● The exercise: For each statement, answer yes or no depending on whether it agrees with the excerpt on radiation interactions in a medium, and quote the words from the excerpt that decide it. (a) Atom ionization energies are usually below 15 eV. (b) The chapter covers chemical effects such as the breaking of chemical bonds. (c) Neutrons lose their energy in the medium mainly through ionization.

● Page excerpt:

Chapter 7 from BASICS OF NUCLEAR PHYSICS AND OF RADIATION DETECTION AND MEASUREMENT - An open-access textbook for nuclear and radiochemistry students by Jukka Lehto

This chapter will address the immediate physical effects in medium arising from radiation resulting from radioactive decay and from other ionizing radiation. Later, in chapter XV we discuss on nuclear reactions, which also are a form of radiation interaction process in medium. The main focus in nuclear reactions will be production of radionuclides by intensive, high-energy particle beams from various accelerators and neutron-induced reactions in reactors. The chemical effects, such as the breaking of chemical bonds caused by radiation and formation of new ones, which fall within the scope of the radiation chemistry, are not dealt with.

Physical radiation interactions in the medium are important for many reasons:

• radiation cannot be detected and measured directly, but through the interactions of radiation with detector materials
• they are the primary cause of harmful effects of radiation on humans
• they are the basis for radiation protection measures
• they are the foundation of the radiation exploitation, such as production of radionuclides or autoradiography

The primary interaction mechanisms of radiation with medium are:

• ionization
• scattering from the nucleus or electron shell
• excitation of nuclei or atoms
• formation of electromagnetic radiation (bremsstrahlung, Cherenkov radiation)
• absorption into the nucleus – nuclear reaction

Radiation other than the neutron radiation has a much greater possibility of interacting with the electron cloud than with the nucleus due to the much larger size of the electron cloud compared to nucleus. The removal of electrons from the electron shells of the medium atoms by ionization is the central pattern by which all radiation except neutrons loses their energy when moving in the medium. While the cross section of the ionization by protons or alpha particles can be several hundreds of thousands of barns (for definition, see Chapter XV) it is only under ten for nuclear scattering and still considerably less for nuclear transformations. Radiation, which causes ionization, is called ionizing radiation. The primary result in ionization is the formation of ion pair, electron and positive ion. In most cases, the emitting electrons are so high in energy that they can cause further ionization, secondary ionization, which can be an even a larger portion of the overall ionization than the primary ionization. The radiation energies generated by radioactive decay are typically at least in the keV range. These are high energies compared to energies of atom ionization, which are usually less than 15 eV and those of chemical bonding, which are even lower at 1-5 eV. It is therefore understandable that electrons arising from primary ionization have such a high kinetic energy to cause secondary ionization. Similarly, it is understandable that the primary high energy of a particle or gamma ray does not lose its energy in only one collision with an electron, but several.

● Data records:
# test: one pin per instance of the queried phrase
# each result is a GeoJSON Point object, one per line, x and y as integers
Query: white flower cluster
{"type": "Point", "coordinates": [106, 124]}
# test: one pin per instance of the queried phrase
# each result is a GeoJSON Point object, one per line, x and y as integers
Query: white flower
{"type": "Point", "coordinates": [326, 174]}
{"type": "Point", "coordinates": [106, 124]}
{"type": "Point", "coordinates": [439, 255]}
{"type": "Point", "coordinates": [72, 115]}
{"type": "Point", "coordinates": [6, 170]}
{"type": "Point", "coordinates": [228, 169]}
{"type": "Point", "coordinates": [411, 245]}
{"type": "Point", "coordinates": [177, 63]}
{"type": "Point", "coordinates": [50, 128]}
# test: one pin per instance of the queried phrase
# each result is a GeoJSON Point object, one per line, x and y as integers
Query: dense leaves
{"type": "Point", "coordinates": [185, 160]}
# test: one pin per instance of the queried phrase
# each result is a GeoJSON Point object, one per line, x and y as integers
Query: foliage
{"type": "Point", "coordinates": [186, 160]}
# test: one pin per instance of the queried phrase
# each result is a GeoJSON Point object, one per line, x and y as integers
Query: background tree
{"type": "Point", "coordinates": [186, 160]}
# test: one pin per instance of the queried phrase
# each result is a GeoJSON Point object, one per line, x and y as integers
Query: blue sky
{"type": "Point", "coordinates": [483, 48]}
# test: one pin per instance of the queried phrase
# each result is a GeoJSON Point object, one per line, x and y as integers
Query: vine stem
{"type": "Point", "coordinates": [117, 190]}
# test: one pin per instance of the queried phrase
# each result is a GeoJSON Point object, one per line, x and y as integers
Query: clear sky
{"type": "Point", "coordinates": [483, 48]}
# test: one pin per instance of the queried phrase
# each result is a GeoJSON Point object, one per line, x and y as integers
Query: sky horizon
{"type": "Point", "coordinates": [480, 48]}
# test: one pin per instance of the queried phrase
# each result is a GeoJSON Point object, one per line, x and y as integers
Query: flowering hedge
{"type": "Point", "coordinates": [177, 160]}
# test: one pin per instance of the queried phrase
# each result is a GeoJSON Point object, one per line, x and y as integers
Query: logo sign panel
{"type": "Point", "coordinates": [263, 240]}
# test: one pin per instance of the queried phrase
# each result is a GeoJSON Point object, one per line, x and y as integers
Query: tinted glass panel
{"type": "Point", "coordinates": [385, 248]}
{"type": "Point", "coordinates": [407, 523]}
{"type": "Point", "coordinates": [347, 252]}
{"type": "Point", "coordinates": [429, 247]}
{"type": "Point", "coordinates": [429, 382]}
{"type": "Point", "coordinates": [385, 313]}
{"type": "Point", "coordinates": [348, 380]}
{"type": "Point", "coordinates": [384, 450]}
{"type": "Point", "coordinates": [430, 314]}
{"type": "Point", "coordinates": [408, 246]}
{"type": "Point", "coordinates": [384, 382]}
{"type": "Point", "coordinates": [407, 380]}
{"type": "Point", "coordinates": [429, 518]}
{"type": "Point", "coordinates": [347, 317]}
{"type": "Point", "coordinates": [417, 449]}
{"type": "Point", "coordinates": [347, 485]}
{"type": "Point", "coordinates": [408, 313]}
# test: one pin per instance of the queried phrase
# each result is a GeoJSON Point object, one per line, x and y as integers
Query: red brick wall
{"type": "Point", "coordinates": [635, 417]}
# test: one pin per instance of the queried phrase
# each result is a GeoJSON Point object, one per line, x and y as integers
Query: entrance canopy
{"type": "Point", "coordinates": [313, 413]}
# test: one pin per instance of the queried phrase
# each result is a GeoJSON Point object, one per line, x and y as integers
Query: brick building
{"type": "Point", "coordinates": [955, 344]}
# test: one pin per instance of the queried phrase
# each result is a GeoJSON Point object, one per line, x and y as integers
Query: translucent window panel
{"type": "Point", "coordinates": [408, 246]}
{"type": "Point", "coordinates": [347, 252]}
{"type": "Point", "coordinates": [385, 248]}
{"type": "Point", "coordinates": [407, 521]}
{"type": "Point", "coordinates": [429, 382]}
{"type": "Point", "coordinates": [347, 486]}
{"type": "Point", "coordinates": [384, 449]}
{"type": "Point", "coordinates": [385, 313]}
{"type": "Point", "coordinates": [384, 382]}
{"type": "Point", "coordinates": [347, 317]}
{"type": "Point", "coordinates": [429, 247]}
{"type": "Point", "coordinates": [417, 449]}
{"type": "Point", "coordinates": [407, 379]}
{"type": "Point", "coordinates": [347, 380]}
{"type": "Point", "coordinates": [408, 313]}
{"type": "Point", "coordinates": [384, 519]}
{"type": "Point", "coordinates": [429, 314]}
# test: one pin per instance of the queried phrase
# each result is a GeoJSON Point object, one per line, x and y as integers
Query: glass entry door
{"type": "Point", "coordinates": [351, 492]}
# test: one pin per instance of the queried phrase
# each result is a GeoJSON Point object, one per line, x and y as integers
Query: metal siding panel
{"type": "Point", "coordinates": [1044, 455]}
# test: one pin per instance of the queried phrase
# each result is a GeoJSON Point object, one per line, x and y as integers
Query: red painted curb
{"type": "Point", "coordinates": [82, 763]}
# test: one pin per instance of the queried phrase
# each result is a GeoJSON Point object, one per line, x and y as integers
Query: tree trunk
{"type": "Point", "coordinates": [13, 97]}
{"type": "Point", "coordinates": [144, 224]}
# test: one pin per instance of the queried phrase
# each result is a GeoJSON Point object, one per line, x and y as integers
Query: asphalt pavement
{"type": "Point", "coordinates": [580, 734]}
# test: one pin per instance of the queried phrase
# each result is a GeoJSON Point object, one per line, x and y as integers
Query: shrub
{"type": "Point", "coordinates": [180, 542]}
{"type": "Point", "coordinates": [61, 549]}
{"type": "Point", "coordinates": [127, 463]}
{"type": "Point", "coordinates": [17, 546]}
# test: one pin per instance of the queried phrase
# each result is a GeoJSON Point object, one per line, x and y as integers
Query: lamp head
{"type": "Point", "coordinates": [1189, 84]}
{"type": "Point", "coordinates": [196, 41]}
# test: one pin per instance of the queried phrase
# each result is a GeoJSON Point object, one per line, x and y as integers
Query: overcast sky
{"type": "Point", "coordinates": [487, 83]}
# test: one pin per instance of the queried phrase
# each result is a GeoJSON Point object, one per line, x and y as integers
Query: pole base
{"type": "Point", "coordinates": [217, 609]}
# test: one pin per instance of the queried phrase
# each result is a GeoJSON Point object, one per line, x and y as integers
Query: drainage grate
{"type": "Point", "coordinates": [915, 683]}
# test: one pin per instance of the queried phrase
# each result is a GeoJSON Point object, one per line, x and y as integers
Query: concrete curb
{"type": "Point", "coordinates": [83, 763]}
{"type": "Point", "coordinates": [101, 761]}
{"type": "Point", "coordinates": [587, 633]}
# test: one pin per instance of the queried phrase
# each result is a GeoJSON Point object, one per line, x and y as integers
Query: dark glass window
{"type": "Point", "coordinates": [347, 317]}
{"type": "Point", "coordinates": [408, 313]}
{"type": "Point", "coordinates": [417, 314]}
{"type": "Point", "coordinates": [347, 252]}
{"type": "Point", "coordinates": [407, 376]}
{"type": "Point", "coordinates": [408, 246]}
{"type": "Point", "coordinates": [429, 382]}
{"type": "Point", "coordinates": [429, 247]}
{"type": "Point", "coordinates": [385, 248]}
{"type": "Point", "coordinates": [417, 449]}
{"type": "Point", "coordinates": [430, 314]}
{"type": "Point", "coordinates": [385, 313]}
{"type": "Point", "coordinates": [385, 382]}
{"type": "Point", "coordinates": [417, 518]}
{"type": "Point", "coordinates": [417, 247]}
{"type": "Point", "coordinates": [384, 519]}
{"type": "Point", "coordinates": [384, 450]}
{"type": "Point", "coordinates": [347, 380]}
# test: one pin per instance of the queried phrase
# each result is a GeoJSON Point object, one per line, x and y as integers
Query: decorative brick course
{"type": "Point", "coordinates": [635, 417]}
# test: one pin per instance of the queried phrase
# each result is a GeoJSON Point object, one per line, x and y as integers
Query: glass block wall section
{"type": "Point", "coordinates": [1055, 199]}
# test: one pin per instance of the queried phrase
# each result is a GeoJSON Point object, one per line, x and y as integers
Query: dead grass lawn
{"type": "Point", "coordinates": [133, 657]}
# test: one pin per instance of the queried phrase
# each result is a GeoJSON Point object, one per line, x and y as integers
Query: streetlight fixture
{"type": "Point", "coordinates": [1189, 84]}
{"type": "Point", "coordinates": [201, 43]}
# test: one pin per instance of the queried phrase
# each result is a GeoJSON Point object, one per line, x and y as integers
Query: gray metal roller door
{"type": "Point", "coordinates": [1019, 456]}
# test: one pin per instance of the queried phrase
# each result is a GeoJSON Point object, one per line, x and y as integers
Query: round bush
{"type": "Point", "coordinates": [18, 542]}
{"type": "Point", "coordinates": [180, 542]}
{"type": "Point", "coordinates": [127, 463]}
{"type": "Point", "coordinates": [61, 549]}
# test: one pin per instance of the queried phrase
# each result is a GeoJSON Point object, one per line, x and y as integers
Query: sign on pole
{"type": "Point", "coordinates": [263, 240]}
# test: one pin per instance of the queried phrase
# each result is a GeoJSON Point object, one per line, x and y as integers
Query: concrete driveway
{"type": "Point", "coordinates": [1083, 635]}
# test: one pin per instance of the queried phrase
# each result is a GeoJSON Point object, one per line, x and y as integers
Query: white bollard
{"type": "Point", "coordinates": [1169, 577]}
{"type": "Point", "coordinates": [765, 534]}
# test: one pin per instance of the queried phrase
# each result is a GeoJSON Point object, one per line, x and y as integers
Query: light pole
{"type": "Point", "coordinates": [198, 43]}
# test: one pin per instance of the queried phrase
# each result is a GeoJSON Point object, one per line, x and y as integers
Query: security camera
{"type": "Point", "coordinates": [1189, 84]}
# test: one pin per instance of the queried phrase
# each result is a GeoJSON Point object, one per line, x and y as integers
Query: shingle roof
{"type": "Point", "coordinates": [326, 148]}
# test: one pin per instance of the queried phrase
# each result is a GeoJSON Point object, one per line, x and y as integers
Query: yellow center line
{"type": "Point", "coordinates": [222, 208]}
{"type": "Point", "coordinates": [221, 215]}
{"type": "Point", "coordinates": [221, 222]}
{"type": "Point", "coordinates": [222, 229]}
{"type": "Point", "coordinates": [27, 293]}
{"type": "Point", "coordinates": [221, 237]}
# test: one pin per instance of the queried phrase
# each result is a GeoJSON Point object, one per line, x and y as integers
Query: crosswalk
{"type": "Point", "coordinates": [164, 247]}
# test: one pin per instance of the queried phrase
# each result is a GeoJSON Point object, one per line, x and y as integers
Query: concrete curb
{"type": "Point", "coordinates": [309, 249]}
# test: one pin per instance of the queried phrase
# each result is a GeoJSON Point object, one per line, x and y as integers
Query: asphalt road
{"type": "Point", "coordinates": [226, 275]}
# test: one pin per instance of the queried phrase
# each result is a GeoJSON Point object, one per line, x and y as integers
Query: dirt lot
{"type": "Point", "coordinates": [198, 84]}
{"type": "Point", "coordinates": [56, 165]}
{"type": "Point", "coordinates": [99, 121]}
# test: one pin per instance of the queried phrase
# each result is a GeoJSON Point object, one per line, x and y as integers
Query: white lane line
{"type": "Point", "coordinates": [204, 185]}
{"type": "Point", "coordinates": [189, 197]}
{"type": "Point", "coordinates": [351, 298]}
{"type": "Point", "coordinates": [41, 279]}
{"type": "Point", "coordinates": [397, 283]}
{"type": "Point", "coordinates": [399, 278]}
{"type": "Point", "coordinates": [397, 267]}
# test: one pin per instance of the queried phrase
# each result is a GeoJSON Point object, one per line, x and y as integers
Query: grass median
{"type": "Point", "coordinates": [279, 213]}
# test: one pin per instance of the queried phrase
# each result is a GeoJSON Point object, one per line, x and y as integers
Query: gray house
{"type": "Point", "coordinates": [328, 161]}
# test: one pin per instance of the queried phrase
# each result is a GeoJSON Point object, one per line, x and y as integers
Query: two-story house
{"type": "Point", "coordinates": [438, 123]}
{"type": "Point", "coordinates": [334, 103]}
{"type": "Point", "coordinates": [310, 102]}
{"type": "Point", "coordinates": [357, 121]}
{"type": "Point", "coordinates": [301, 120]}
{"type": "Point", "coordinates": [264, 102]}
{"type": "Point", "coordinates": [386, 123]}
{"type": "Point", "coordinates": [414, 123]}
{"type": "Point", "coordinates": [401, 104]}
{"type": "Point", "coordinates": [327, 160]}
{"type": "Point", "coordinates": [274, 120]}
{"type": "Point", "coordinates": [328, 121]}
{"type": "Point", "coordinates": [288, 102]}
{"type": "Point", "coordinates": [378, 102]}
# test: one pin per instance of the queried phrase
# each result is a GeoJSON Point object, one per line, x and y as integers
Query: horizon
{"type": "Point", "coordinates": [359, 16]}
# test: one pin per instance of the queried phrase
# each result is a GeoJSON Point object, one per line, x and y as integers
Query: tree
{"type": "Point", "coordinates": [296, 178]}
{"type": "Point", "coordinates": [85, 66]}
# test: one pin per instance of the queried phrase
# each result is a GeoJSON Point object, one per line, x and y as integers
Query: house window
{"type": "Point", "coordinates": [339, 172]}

● Answer:
(a) Yes: "These are high energies compared to energies of atom ionization, which are usually less than 15 eV"
(b) No: "The chemical effects, such as the breaking of chemical bonds caused by radiation and formation of new ones, which fall within the scope of the radiation chemistry, are not dealt with."
(c) No: "The removal of electrons from the electron shells of the medium atoms by ionization is the central pattern by which all radiation except neutrons loses their energy when moving in the medium."